[REQUIRED WORK]: Show each line of the data below that contains the string "white". Matching is case-sensitive.

[THE RECORDS]:
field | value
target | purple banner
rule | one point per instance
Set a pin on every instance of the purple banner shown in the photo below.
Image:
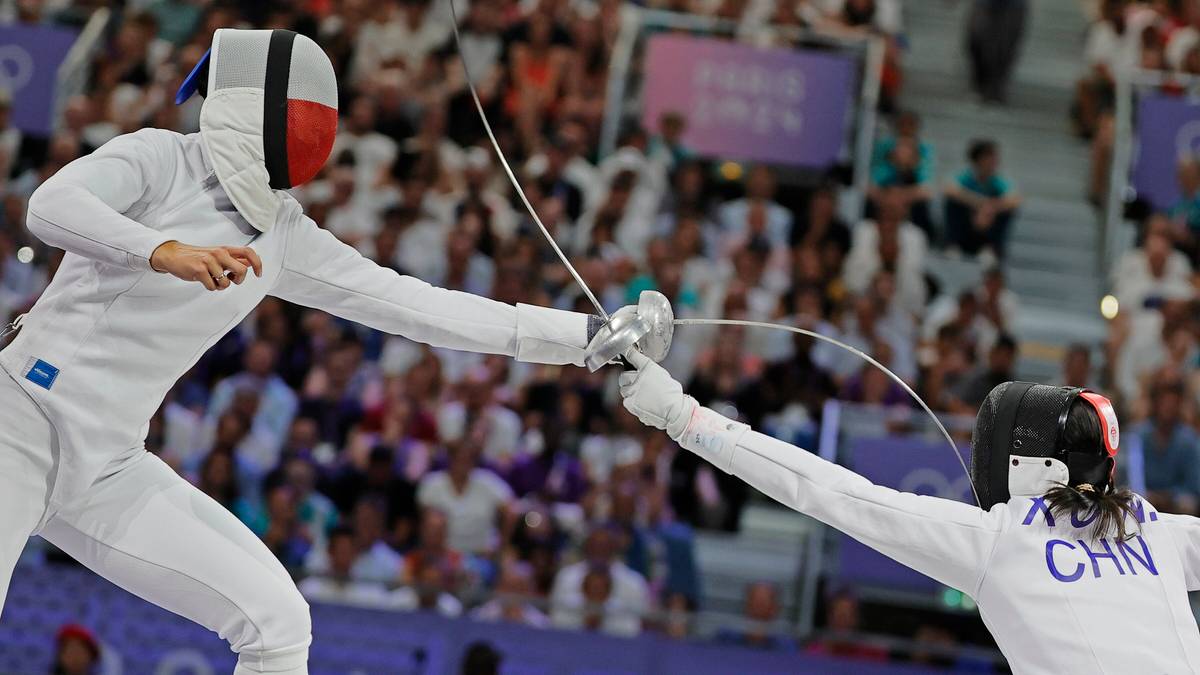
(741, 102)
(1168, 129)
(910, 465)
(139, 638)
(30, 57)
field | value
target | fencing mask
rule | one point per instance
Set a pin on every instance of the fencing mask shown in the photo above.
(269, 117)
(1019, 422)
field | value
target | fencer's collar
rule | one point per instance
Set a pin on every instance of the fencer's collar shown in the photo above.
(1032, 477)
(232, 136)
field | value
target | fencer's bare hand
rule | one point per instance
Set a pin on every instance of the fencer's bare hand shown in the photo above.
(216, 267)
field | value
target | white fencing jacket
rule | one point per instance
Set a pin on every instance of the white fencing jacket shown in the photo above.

==

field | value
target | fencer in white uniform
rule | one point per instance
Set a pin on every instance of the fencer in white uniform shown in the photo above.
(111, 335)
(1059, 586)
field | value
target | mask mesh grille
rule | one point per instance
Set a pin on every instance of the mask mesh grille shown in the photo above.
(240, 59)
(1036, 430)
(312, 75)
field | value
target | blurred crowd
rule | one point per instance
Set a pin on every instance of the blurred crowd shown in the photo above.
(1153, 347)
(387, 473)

[RESPONSE]:
target | white fencing jacket
Set a pin on every instance of the white fencing jacket shown in the photo above.
target | fencer in white uniform
Set a pin on every instance of the fencer in white uniform shown in the photo above.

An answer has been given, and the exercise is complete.